__ИСХОДНЫЙ ТЕКСТ__
Наш взгляд неизменно фиксирован на социуме. Поэт же измеряет себя от быта до инобытия, и в движении. Менялась его позиция — от космоцентризма через антропокосмизм и антропоцентризм к христоцентризму, и не только в объектах изучения, но и в приемах. Если поначалу человек предстает у него центром мироздания по функции (как бы замещая Творца), то позднее — по Замыслу, цели, в которой ценится динамика связей. Его влечет «божественный глагол», в котором он все настойчивее ищет себя.
Опыт свидетельствует в пользу искусства, утверждая неизбежность противостояния низкого и высокого. При этом общее место воспринимается последним словом; забывается, что мысль изреченная условна даже у гения, который при всем дерзновении не узурпирует право на Истину.
Так культура отделяется от культа для замены его собой: преображение лишается творческого статуса, к коему относят лишь создание телесных форм, не связанных с молитвой. Примат формы ведет к стагнации, доминирование мысли — к деструкции. Распад связи логоса и лада разрушает живое единство.
В любом случае происходит подмена ролей: творение узурпирует прерогативу «жреца», творцу остается роль медиума, истина отчуждается. Искажение зрения стало следствием разделения типов творчества — истории, поэзии, религии, социума. Творение претендует на место творца, на автономию, знак замещает означаемое. Творца сводят к функции, ценя за творение. Воспринимаясь не в тайне личности, а в проявлениях, мир профанируется. Ценностно-смысловая иерархия рушится, грех властвует над грешником, превращает лик — в маску. Единство оборачивается тотальностью, разделение — тождеством. Мир обращается в хаос; из состояния во зле лежащего становясь злом. И утверждается индивид, а не личность. Может ли импульс отвержения быть определяющим у поэта (при том, что не чужд ему, как всему живому)?

__СОХРАНЁННЫЕ ДАННЫЕ__
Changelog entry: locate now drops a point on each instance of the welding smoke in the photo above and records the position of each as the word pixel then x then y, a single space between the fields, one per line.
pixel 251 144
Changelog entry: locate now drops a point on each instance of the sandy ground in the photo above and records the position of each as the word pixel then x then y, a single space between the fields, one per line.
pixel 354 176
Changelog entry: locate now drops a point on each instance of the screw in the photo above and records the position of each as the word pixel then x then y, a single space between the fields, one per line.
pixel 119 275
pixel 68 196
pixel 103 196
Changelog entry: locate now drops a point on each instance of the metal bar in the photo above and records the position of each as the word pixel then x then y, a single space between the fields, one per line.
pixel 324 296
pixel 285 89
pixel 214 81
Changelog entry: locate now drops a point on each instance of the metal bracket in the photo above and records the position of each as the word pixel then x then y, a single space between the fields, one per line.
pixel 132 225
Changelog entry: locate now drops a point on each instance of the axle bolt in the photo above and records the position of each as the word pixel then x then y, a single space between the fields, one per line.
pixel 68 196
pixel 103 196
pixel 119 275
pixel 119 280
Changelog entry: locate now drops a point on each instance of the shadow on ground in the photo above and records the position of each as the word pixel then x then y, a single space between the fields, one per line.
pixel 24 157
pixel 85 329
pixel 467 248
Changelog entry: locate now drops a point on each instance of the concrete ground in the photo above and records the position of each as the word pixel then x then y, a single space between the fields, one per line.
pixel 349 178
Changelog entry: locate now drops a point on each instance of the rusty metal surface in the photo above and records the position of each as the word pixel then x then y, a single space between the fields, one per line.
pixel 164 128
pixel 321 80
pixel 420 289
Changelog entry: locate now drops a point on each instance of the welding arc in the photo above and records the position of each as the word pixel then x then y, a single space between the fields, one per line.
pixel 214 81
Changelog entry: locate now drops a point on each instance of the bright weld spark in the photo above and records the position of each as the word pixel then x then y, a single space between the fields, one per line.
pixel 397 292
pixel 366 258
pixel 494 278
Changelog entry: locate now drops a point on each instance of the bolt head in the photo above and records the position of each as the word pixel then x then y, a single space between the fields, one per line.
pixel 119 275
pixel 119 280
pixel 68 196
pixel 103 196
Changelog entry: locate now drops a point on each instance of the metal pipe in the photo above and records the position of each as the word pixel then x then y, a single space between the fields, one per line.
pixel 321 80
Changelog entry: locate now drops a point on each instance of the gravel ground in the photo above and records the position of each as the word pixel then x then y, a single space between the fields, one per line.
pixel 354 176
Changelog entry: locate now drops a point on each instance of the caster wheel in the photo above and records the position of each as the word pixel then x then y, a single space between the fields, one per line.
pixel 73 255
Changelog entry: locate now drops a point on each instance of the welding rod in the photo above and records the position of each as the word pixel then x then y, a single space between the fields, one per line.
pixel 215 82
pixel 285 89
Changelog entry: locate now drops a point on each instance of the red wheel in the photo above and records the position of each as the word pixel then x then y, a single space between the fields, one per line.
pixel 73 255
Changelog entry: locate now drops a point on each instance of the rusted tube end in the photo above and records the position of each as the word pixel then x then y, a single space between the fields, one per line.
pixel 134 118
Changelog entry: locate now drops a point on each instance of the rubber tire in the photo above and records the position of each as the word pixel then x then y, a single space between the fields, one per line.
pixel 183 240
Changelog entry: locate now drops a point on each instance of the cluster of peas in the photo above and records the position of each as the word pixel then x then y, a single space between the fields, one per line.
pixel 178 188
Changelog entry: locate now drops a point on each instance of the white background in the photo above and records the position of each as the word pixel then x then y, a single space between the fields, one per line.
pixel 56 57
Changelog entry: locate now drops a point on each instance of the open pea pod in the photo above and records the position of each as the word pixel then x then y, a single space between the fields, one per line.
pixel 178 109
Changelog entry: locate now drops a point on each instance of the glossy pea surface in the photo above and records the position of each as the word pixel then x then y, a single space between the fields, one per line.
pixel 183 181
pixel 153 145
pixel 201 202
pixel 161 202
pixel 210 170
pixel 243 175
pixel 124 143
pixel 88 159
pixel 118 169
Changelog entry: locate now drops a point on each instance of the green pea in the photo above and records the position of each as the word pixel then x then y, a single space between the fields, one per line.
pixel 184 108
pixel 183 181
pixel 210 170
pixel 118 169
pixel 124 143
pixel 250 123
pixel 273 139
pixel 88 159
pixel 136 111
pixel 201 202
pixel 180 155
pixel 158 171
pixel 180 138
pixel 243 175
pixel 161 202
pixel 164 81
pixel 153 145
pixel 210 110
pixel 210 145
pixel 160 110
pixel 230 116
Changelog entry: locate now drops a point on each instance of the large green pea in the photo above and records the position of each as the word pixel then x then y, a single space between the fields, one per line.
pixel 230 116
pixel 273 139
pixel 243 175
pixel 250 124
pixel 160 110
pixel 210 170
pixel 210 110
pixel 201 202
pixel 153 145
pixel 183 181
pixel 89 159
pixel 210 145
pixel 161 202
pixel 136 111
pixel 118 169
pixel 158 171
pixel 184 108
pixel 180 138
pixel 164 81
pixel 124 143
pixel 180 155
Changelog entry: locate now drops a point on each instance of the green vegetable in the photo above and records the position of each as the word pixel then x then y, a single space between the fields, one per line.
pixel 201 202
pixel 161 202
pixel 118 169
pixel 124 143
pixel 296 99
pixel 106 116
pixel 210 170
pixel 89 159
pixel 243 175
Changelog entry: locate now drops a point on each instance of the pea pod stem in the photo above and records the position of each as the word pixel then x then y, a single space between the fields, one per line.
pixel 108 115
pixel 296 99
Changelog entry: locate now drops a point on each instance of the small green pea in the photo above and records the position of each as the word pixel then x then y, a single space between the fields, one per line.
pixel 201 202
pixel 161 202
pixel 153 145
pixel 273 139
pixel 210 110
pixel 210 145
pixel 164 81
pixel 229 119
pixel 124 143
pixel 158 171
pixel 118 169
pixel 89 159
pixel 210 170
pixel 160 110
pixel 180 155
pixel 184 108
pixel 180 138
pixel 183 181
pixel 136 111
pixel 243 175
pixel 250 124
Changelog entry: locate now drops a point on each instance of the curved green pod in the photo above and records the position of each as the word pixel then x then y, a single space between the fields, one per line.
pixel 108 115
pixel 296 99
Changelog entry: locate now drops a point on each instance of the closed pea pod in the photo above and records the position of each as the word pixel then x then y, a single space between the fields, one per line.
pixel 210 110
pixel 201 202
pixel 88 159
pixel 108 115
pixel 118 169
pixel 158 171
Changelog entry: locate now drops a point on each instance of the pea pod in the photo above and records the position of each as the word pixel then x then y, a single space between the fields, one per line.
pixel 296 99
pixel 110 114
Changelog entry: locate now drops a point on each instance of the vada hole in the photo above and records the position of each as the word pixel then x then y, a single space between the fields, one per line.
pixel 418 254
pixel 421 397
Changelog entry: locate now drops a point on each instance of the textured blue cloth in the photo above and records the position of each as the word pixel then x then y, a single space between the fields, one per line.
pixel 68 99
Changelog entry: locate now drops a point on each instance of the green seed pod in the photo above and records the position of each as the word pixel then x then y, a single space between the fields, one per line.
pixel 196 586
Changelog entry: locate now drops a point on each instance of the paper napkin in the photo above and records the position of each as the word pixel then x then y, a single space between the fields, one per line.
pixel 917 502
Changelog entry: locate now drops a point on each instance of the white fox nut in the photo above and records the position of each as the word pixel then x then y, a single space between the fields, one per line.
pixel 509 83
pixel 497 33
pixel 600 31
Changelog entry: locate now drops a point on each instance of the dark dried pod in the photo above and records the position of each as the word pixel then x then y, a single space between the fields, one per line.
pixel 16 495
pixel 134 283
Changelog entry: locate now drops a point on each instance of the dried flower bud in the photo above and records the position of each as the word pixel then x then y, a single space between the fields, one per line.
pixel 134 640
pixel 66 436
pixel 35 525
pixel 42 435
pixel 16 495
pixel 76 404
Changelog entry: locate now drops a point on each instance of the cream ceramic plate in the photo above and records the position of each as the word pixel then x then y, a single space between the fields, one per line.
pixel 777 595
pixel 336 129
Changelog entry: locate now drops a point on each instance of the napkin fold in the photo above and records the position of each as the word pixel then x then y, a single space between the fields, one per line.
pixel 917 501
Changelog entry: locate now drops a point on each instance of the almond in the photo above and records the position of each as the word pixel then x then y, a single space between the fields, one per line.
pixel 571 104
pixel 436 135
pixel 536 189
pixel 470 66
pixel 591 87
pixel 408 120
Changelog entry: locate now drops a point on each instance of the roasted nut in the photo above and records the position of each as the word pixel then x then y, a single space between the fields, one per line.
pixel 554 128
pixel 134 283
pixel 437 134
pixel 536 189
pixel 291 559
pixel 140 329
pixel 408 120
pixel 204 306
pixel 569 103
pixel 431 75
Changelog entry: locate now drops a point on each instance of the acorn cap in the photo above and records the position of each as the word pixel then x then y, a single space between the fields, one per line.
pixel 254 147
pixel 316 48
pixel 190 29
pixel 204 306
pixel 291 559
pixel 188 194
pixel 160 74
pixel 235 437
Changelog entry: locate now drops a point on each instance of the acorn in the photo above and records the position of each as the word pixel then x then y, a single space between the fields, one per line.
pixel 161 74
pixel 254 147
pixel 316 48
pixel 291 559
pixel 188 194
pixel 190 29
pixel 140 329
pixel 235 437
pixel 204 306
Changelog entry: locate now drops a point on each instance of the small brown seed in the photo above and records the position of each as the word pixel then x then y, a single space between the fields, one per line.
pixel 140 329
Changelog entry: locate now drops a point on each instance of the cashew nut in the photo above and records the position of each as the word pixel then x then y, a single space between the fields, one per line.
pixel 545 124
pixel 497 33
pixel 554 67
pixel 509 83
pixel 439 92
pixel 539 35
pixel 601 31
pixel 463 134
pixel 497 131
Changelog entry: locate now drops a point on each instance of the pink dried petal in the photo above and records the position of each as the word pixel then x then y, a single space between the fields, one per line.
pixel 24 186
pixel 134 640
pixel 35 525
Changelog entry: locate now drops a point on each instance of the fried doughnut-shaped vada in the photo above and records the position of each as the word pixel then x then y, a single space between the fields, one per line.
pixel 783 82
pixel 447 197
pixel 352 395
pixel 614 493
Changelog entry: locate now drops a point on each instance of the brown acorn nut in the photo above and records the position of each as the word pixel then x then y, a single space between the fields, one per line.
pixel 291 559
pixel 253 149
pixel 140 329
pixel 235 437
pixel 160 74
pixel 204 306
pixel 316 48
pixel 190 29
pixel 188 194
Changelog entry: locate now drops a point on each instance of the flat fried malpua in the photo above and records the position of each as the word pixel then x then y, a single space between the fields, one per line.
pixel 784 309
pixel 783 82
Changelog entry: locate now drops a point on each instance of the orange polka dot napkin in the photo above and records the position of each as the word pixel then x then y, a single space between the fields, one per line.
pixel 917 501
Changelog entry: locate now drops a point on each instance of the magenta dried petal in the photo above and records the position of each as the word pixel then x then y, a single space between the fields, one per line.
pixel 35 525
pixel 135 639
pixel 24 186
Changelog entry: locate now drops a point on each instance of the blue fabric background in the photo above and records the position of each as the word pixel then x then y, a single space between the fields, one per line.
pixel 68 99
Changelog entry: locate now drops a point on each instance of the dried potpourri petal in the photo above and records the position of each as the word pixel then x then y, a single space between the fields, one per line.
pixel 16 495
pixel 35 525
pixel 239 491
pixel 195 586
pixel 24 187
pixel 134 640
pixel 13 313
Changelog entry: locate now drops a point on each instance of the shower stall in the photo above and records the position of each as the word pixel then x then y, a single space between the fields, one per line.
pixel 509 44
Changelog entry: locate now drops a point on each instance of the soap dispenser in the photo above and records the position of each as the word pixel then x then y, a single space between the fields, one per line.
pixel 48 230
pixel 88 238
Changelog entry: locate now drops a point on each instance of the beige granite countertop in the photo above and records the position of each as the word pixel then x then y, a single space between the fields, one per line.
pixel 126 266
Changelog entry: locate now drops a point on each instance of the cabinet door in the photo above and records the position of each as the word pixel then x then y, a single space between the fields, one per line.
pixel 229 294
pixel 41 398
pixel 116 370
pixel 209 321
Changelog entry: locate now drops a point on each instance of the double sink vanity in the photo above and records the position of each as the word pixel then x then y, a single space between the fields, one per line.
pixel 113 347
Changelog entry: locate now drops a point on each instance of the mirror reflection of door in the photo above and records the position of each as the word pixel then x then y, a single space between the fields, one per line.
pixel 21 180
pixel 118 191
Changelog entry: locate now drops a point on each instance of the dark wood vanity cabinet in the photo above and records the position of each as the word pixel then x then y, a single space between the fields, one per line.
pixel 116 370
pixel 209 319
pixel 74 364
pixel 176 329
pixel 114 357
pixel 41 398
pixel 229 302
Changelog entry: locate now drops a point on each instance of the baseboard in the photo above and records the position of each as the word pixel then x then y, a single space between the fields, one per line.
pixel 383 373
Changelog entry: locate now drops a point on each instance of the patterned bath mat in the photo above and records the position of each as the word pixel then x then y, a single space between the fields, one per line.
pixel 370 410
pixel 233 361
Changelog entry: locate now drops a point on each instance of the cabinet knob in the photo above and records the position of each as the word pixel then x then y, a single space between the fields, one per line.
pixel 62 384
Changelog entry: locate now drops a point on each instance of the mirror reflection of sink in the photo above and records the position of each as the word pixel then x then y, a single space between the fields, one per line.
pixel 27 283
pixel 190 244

__ЦЕЛЬ ЗАДАНИЯ__
Переведите на английский язык следующее предложение из исходного текста: «Примат формы ведет к стагнации, доминирование мысли — к деструкции».

__ОТВЕТ НА ЗАДАНИЕ__
The primacy of form leads to stagnation, and the dominance of thought leads to destruction.